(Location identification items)
------------

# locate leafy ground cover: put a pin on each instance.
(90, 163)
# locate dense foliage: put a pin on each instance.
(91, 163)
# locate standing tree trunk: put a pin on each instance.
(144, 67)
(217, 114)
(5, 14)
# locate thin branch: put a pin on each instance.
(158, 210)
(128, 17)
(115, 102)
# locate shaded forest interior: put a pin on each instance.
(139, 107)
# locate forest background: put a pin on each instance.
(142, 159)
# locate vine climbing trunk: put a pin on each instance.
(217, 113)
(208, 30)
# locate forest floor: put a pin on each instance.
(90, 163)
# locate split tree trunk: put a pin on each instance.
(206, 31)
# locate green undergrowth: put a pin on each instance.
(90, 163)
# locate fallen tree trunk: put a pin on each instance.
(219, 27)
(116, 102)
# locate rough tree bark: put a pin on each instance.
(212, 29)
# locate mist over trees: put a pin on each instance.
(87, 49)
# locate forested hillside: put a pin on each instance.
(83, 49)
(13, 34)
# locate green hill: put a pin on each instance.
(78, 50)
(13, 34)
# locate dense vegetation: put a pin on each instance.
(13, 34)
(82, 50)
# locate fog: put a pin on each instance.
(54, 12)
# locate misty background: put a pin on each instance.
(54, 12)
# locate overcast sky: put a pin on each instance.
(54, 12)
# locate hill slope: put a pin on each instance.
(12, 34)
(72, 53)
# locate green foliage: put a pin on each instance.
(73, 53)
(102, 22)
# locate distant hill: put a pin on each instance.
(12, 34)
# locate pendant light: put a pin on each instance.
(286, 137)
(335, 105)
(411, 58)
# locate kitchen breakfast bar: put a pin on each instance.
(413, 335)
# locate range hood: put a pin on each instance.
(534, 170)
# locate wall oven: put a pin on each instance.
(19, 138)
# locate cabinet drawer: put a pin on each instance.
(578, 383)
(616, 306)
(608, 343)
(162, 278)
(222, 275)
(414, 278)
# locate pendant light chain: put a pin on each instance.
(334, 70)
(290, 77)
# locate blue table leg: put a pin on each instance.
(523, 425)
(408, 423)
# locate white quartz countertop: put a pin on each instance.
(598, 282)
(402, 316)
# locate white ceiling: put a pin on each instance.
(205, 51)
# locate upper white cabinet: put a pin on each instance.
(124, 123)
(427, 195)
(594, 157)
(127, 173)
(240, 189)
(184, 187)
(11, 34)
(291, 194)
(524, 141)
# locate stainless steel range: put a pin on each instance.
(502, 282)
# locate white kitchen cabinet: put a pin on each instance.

------------

_Task prompt_:
Produce an exact repeat of the lines from the one containing "# locate dense vegetation: put" through the last line of the data, and nothing more.

_Output_:
# locate dense vegetation: put a pin on each instance.
(13, 34)
(82, 50)
# locate fog: put a pin on each instance.
(54, 12)
# locate misty background: put a pin on each instance.
(54, 12)
# locate overcast sky: put a pin on each instance.
(54, 12)
# locate hill slope: put a pin on each instance.
(12, 34)
(72, 53)
# locate green foliage: put a pin on each instance.
(73, 53)
(102, 22)
# locate distant hill: put a pin on each instance.
(12, 34)
# locate pendant light: put a pin on each instance.
(286, 137)
(335, 105)
(411, 58)
# locate kitchen breakfast bar: put a pin on each instance.
(413, 335)
# locate range hood: put a pin on each instance.
(534, 170)
# locate wall oven: put a pin on each instance.
(19, 138)
# locate cabinet drawer: put a pin on each instance.
(578, 383)
(616, 306)
(608, 343)
(162, 278)
(222, 275)
(414, 278)
# locate pendant light chain: put a pin on each instance.
(334, 70)
(290, 77)
# locate blue table leg: put a pin on each instance.
(523, 425)
(408, 423)
# locate white quartz countertop: put a pin on each instance.
(598, 282)
(402, 316)
# locate white ceiling: put a pin on each instance.
(205, 51)
# locate upper white cabinet: put a pin on each instance.
(124, 123)
(427, 195)
(594, 157)
(127, 173)
(240, 189)
(184, 187)
(11, 34)
(291, 194)
(524, 141)
# locate stainless steel range: put a pin on each instance.
(502, 282)
# locate white kitchen cabinet: put a pin on each instance.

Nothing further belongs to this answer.